Given problem: Scale the listing from its first line through the line containing "197 330 L 181", multiplying every number in the answers (the viewBox dimensions and path coordinates) by 1.2 and rounding to whole numbers, with halves rounded up. Reproduce all other lines, requests included, unchanged.

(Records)
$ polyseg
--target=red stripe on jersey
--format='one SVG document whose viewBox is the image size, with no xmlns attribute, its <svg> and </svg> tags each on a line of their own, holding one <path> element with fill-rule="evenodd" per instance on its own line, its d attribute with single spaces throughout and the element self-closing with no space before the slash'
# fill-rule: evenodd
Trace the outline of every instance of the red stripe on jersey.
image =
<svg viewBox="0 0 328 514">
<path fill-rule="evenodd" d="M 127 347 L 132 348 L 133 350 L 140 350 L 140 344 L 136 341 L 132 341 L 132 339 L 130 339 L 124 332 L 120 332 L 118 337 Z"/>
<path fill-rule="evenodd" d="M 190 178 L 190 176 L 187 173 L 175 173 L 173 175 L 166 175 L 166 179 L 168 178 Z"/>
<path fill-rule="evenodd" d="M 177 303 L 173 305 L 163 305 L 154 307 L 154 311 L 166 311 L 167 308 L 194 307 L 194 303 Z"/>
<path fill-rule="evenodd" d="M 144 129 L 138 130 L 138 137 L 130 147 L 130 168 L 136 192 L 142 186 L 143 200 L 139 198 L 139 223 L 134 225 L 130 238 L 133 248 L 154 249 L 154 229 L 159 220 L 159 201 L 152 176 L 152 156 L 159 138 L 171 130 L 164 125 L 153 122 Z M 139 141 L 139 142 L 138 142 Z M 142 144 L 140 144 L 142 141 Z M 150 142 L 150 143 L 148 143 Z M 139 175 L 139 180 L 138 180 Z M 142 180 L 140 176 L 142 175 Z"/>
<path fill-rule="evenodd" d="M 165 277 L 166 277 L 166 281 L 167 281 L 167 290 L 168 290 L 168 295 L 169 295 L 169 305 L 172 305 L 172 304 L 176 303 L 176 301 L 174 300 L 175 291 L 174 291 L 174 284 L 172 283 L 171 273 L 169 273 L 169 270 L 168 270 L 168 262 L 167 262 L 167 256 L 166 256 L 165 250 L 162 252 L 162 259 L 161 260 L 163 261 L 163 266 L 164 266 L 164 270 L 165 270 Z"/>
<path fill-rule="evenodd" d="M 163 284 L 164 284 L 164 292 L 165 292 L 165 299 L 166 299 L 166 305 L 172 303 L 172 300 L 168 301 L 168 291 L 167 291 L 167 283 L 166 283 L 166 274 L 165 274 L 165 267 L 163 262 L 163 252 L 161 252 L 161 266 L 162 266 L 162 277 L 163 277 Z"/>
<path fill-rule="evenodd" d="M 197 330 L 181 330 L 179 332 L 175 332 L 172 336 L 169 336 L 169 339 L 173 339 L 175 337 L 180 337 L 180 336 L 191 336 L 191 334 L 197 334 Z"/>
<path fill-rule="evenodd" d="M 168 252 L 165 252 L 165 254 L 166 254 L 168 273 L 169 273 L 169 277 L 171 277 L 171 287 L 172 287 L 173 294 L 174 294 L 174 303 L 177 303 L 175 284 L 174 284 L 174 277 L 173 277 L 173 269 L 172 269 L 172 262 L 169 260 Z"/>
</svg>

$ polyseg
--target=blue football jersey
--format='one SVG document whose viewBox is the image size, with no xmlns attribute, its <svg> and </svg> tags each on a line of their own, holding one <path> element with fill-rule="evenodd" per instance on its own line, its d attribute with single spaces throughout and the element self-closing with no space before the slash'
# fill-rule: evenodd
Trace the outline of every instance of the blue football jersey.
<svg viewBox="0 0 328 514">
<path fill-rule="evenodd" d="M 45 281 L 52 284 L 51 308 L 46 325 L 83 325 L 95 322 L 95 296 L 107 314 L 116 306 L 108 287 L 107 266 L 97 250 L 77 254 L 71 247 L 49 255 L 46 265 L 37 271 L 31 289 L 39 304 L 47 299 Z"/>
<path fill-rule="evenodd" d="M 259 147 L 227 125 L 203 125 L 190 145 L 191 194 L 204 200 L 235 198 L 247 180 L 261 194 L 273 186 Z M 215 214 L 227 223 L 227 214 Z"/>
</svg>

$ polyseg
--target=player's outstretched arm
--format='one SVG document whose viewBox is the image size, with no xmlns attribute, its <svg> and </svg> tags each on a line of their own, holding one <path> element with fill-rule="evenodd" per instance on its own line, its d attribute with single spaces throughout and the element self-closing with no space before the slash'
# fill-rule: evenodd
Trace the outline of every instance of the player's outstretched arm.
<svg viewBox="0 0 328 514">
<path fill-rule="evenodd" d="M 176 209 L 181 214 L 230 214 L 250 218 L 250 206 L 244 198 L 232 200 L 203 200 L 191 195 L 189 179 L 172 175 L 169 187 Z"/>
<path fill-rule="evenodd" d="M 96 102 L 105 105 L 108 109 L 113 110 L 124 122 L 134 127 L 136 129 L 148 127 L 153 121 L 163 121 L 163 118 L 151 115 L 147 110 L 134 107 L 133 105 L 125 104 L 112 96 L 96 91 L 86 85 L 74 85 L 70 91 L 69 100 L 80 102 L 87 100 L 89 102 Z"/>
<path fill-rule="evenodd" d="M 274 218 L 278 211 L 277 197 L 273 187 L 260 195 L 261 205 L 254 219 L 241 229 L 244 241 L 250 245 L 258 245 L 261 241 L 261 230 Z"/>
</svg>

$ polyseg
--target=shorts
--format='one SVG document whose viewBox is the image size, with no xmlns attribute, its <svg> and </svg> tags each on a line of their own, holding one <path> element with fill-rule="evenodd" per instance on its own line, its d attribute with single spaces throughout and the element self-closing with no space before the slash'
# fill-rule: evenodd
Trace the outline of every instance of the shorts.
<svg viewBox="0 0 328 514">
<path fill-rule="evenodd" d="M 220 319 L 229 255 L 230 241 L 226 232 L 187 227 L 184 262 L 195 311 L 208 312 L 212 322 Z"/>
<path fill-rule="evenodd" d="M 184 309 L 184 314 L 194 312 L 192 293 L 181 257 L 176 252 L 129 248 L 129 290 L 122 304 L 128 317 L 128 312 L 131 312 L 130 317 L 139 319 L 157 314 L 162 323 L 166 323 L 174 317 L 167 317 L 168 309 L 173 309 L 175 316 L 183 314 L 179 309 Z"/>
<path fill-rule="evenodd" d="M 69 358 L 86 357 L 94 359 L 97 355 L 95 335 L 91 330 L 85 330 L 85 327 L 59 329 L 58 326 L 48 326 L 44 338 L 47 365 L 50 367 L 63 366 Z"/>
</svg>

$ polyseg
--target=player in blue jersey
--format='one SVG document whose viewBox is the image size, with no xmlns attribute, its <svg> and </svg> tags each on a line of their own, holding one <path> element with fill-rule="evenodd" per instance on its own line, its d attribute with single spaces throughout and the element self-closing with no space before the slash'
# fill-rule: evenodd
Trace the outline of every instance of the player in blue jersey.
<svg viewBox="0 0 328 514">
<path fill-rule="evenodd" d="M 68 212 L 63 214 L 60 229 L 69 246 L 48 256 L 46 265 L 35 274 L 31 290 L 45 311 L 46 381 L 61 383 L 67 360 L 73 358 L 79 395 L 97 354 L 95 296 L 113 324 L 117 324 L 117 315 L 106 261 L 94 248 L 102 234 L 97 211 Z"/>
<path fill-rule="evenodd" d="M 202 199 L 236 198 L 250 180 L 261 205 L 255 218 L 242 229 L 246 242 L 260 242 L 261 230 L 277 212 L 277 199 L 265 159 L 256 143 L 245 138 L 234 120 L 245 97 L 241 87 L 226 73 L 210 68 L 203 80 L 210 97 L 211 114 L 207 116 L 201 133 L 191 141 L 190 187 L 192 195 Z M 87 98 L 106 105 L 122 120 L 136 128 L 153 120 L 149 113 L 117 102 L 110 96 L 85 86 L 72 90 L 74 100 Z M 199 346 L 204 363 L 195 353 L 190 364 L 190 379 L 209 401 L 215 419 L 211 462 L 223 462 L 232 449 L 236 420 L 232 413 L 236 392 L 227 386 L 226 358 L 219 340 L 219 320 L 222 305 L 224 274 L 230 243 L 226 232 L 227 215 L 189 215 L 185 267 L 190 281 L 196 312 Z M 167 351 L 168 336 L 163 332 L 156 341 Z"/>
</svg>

Exercise result:
$ polyseg
--target=red stripe on jersey
--format='one SVG document whose viewBox is the image size, with no xmlns attribute, its <svg> and </svg> tags each on a line of their own, holding one <path> element with fill-rule="evenodd" per instance on its own line, its d attribute with single spaces throughout and the element self-closing with no space before the slash'
# fill-rule: evenodd
Trace the outline of every instance of the red stripe on jersey.
image =
<svg viewBox="0 0 394 617">
<path fill-rule="evenodd" d="M 152 416 L 158 418 L 160 420 L 168 420 L 168 413 L 163 409 L 158 409 L 158 407 L 156 407 L 149 398 L 144 398 L 142 404 Z"/>
<path fill-rule="evenodd" d="M 228 214 L 228 211 L 224 208 L 210 208 L 208 210 L 199 210 L 199 215 L 202 214 Z"/>
<path fill-rule="evenodd" d="M 212 364 L 208 366 L 196 366 L 185 368 L 185 373 L 199 373 L 200 370 L 233 368 L 233 364 Z"/>
<path fill-rule="evenodd" d="M 173 155 L 166 156 L 166 164 L 156 176 L 156 202 L 163 230 L 170 223 L 172 240 L 167 238 L 167 268 L 161 270 L 156 286 L 160 298 L 185 299 L 185 275 L 191 264 L 191 241 L 182 211 L 182 187 L 191 166 L 205 156 L 197 150 L 184 146 Z M 167 169 L 167 170 L 166 170 Z M 170 173 L 168 173 L 170 169 Z M 180 170 L 180 172 L 178 172 Z M 167 210 L 167 216 L 166 216 Z M 170 216 L 168 211 L 170 210 Z"/>
<path fill-rule="evenodd" d="M 198 332 L 199 332 L 199 337 L 200 337 L 200 348 L 202 348 L 202 354 L 203 354 L 203 366 L 206 366 L 206 365 L 211 364 L 211 361 L 209 360 L 210 349 L 209 349 L 209 341 L 206 340 L 205 328 L 203 328 L 203 324 L 202 324 L 202 314 L 200 314 L 200 307 L 199 307 L 198 300 L 194 302 L 194 311 L 193 312 L 196 313 L 196 319 L 197 319 L 197 324 L 198 324 Z"/>
<path fill-rule="evenodd" d="M 196 341 L 197 341 L 197 350 L 198 350 L 198 359 L 199 359 L 199 366 L 206 364 L 206 360 L 202 361 L 202 349 L 200 349 L 200 340 L 199 340 L 199 329 L 198 329 L 198 320 L 196 314 L 196 302 L 193 302 L 193 319 L 194 319 L 194 332 L 196 332 Z"/>
<path fill-rule="evenodd" d="M 236 396 L 217 396 L 215 398 L 210 398 L 206 403 L 203 403 L 203 407 L 208 407 L 210 404 L 216 404 L 216 403 L 229 403 L 229 401 L 236 401 Z"/>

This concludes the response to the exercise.